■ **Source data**
***
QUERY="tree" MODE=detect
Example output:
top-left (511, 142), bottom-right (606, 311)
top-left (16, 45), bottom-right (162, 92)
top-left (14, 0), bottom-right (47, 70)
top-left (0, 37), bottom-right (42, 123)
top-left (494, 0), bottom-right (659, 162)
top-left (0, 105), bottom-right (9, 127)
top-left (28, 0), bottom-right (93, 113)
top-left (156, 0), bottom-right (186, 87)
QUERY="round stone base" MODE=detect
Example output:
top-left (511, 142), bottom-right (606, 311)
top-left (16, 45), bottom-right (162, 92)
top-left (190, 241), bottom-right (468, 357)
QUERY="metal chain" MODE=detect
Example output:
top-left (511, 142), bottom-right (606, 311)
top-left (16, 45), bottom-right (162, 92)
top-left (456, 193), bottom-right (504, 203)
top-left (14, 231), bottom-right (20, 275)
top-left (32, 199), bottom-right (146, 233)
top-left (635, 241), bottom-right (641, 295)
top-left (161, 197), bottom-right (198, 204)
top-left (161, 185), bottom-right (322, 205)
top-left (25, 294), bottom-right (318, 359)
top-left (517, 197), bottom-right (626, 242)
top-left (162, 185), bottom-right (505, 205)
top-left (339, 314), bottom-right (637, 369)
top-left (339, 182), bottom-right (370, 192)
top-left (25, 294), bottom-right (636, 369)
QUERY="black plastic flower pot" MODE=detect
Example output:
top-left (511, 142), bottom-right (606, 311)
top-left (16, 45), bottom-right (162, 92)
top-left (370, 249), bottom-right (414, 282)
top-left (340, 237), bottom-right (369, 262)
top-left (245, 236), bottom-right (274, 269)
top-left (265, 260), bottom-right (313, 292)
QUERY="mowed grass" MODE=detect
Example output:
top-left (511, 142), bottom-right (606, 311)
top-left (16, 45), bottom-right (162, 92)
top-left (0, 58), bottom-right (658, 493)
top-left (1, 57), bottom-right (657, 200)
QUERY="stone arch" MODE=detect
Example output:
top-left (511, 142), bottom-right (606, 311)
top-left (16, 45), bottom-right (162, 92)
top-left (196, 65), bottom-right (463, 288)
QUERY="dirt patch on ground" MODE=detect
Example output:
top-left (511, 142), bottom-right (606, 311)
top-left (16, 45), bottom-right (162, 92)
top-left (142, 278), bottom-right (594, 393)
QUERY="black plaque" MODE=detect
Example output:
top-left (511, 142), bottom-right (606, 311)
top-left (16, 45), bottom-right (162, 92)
***
■ **WHAT TO PRODUCE**
Filter the records above down to the lines that hold the string "black".

■ **EXPECTED ANSWER**
QUERY="black plastic flower pot" MODE=detect
QUERY="black plaque" MODE=detect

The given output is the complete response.